The response should be the complete listing below, unchanged.
*****
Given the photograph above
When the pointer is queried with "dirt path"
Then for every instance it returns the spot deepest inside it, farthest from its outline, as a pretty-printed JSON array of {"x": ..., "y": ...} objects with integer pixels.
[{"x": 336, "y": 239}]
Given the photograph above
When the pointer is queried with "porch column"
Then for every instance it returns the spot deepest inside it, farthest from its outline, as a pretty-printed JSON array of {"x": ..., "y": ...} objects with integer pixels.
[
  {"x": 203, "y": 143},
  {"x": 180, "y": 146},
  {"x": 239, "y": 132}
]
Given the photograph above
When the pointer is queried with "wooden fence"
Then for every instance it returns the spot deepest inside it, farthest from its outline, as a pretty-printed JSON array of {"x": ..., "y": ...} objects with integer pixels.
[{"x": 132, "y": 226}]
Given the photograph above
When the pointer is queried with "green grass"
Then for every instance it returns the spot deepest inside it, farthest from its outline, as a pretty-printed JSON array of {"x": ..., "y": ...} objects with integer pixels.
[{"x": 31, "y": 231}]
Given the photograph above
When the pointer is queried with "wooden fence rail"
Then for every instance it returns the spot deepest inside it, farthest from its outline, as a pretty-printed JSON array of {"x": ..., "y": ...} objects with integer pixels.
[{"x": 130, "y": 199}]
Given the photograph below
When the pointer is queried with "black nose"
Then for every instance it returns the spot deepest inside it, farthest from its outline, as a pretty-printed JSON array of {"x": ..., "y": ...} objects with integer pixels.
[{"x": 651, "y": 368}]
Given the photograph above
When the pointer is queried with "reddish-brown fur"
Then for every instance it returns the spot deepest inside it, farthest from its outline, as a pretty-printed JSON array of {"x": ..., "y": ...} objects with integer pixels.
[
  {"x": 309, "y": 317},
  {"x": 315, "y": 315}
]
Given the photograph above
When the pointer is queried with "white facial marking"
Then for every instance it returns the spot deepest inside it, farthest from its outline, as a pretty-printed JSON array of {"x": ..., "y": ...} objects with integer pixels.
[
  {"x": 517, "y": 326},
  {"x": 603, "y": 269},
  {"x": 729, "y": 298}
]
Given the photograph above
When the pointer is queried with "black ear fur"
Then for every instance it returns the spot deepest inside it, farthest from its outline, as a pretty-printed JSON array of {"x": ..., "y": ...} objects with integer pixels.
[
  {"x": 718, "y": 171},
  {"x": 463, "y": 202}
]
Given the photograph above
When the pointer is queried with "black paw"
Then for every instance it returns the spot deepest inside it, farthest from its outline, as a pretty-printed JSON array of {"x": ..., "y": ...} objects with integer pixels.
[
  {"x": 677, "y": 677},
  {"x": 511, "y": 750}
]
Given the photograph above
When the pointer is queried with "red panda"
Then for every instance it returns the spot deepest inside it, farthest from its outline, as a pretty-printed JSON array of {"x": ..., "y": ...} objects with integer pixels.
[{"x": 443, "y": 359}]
*****
## Solution for this task
Given the photograph above
When the pointer is queried with "dirt path"
Then for every instance it returns the spot deepest inside it, farthest from its outline, as a pretty-printed JSON array of {"x": ..., "y": ...} objects with integer pixels.
[{"x": 336, "y": 239}]
Given the photograph above
When the pointer is queried with "porch column"
Then for every instance it returns the spot deepest inside it, farthest from its outline, as a pretty-printed JSON array of {"x": ..., "y": ...} objects with integer pixels.
[
  {"x": 203, "y": 143},
  {"x": 180, "y": 146},
  {"x": 239, "y": 132}
]
Given the photograph above
When the pointer is queried with "wooden fence"
Then for every instance it returns the spot deepest inside it, farthest from its outline, as a pretty-printed JSON array of {"x": ..., "y": ...} objects with integer pixels.
[{"x": 132, "y": 226}]
Given the photograph above
When the pointer is queried with "green grass"
Then for every instance it returns the spot deepest inside it, farthest from its outline, as a pretty-printed JSON array of {"x": ..., "y": ...} objects with integer pixels.
[{"x": 31, "y": 231}]
Given the photograph above
When the pointer is queried with "wooden fence rail"
Then for every instance it returns the spot deepest inside it, farthest from its outline, as a pretty-printed JSON array of {"x": ..., "y": ...} objects with integer pixels.
[{"x": 130, "y": 199}]
Given the photograph below
When the pointer is queried with "black nose"
Then for every instance it returns the spot deepest inside it, farthest from its outline, as a pretty-printed JSON array of {"x": ..., "y": ...} objects with integer pixels.
[{"x": 651, "y": 368}]
Given the photograph above
When the pointer is queried with "reddish-brown fur"
Then for every instance it returns the spot deepest inside it, farthest from its outline, as a pretty-printed JSON array of {"x": ..., "y": ...} objects with integer pixels.
[
  {"x": 309, "y": 317},
  {"x": 315, "y": 315}
]
Given the photograph above
When the pointer is queried with "white facial marking"
Then for every instance it returns the spot deepest inside it, farthest from its outline, as a pretty-printed JSON array of {"x": ..., "y": ...} objects with integer pixels.
[
  {"x": 517, "y": 326},
  {"x": 603, "y": 269},
  {"x": 729, "y": 298}
]
Given the photograph above
When the pointer is queried with "black ear fur"
Then for every instance it returns the spot deepest inside it, farthest from its outline, as a pretty-printed JSON array of {"x": ..., "y": ...} objects with integer pixels.
[
  {"x": 718, "y": 171},
  {"x": 463, "y": 202}
]
Given the photograph above
When the pointer is queried with "black paw"
Then for every instance it returns the spot deepest inside it, farthest from its outline, as a pretty-printed JSON array of {"x": ..., "y": ...} objects with integer pixels.
[
  {"x": 677, "y": 677},
  {"x": 511, "y": 750}
]
Given the photograph above
When the pointer is queried with "red panda"
Then for every instance it returns the spot deepest inside it, farthest from its outline, as a pretty-printed JSON array of {"x": ..., "y": ...} objects with integer pixels.
[{"x": 443, "y": 359}]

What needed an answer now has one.